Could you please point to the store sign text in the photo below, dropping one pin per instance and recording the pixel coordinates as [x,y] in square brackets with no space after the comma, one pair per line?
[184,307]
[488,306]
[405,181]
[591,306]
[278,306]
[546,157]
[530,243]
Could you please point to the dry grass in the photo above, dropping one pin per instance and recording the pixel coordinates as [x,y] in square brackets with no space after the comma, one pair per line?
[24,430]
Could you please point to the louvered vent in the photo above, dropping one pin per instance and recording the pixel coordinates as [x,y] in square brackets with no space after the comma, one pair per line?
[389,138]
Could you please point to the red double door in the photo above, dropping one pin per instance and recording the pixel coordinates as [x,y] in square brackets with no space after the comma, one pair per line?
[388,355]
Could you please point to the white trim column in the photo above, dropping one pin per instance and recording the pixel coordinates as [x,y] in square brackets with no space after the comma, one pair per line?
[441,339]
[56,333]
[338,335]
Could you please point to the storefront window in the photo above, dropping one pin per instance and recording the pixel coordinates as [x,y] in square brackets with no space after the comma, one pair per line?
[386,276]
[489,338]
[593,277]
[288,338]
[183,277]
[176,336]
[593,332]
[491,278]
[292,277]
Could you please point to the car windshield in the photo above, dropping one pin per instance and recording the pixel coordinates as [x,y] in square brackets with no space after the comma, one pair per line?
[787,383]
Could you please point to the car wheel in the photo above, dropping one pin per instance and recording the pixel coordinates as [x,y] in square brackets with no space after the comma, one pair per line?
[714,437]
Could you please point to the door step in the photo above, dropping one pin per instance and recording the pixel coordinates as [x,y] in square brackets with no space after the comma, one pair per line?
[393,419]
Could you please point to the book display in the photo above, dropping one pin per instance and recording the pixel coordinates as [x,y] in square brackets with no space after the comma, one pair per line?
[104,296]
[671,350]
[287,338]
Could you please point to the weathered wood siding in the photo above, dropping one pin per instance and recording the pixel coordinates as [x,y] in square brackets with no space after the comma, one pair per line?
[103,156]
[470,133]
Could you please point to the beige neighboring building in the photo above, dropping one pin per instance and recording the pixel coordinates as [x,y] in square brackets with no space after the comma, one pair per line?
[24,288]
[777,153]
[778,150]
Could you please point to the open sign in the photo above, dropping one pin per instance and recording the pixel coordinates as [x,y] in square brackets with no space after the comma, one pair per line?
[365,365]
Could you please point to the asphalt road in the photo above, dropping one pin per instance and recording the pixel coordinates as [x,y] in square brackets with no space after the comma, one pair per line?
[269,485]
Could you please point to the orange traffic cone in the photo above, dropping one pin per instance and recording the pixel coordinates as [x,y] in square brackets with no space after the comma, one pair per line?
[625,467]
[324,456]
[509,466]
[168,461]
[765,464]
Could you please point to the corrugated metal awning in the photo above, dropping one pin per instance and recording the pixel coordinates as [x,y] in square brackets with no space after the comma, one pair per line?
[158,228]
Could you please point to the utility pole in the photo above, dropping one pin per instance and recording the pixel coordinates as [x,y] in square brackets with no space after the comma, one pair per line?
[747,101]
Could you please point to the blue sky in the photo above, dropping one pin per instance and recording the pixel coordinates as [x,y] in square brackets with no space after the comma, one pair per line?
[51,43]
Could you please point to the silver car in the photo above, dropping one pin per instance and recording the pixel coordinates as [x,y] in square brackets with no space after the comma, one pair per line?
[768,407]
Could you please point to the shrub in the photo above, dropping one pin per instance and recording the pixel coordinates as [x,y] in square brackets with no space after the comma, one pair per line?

- Exercise goal -
Arrange every line of the items above as a numbered list, leaving out blank lines.

- Output -
1. Could you please point to the store sign text in the photo below, dropping one pin per instance and recording the pixel coordinates as [x,y] in square brackets with no space after the comma, one pair per line?
2. [184,307]
3. [488,306]
4. [405,181]
5. [591,306]
6. [278,306]
7. [546,157]
8. [530,243]
9. Could you please point to the dry grass in the photo above, dropping one pin per instance and recording the pixel coordinates as [x,y] in square brackets with no space after the comma, one pair per line?
10. [24,430]
11. Could you please point to the louvered vent in the photo above, dropping one pin per instance and recording the pixel coordinates as [x,y] in square brackets with no space after the comma, one pair per line?
12. [389,138]
13. Could you please point to the red double door in the photo above, dropping one pin per instance and recording the pixel coordinates as [x,y] in square brackets with no space after the comma, one pair per line?
14. [388,355]
15. Could you please point to the white trim column in the photo above, dropping one pin per instance and recording the pixel coordinates as [x,y] in square brackets with no space after the comma, one pair per line?
16. [441,339]
17. [56,333]
18. [338,335]
19. Could you please point to the storefront window in the photo above, dropping one pin per instance and recording the pixel coordinates as [x,y] in square brackets with no space after the comma, one pair per line?
20. [386,276]
21. [489,338]
22. [593,277]
23. [288,338]
24. [183,277]
25. [176,336]
26. [593,332]
27. [491,278]
28. [292,277]
29. Could you please point to the car windshield in the photo above, dropping one pin per instance and recording the pixel coordinates as [x,y] in square brackets with no space after the comma, one pair per line?
30. [787,383]
31. Could you please point to the car wheel in the photo above, dropping one pin per instance and recording the pixel coordinates as [x,y] in square brackets with no space after the comma, one pair per line?
32. [714,437]
33. Could you please point to the door step in the photo above, dropping one pin per instance and recording the pixel coordinates as [x,y] in square brackets with no space after the comma, one pair per line?
34. [393,419]
35. Could you please point to the book display in the photo above, dropping one pin per instance and recording the pixel coordinates as [x,y] in square brackets with no space after the comma, one pair per line?
36. [104,296]
37. [671,350]
38. [287,338]
39. Could you please point to the weathered wood siding in the photo above, dropping one pin per instance and recording the pixel coordinates as [x,y] in square brackets with no space after the comma, one pair per line?
40. [103,156]
41. [470,133]
42. Could you please point to the beige neighboring building in the photo above, dropping one pin per instance and recording the pixel coordinates as [x,y] in square brackets with no space after the comma, one pair per line?
43. [24,288]
44. [777,153]
45. [778,150]
46. Could you please point to the open sign in the photo above, dropping one pin per instance and recording the pixel coordinates as [x,y] in square brackets with no space after the comma, one pair per line?
47. [365,365]
48. Could you please point to the asphalt road in the photo above, dropping one pin per instance and recording the pixel coordinates as [x,y] in square brackets with no space after the comma, one pair per line?
49. [269,485]
50. Could you please point to the orange traffic cone in the photo above, dropping one pin per instance and recording the pixel coordinates as [x,y] in square brackets with no space after the comma, one pair per line?
51. [625,467]
52. [324,456]
53. [509,466]
54. [168,461]
55. [765,464]
56. Could you please point to the corrugated metal awning in the photo above, dropping one pin per instance and recording the pixel coordinates as [x,y] in square brackets with no space after the comma, one pair per line?
57. [158,228]
58. Could you please point to the utility pole in the photo above, dropping one pin per instance and recording the pixel coordinates as [x,y] in square brackets with no space after the comma, one pair per line?
59. [747,101]
60. Could you please point to the blue sky in the photo above, dropping one pin per instance and recording the pixel coordinates as [x,y] in square brackets with no space after the comma, one pair per line?
61. [51,43]
62. Could you please point to the silver car in the photo above, dropping one pin per instance and recording the pixel coordinates as [x,y] in square brackets with no space after the comma, one pair per line?
63. [768,407]
64. Could you please point to the shrub in the photo above, dropping one pin per instance and recording the pixel coordinates as [x,y] in square brackets with no space after the comma, one pair per line?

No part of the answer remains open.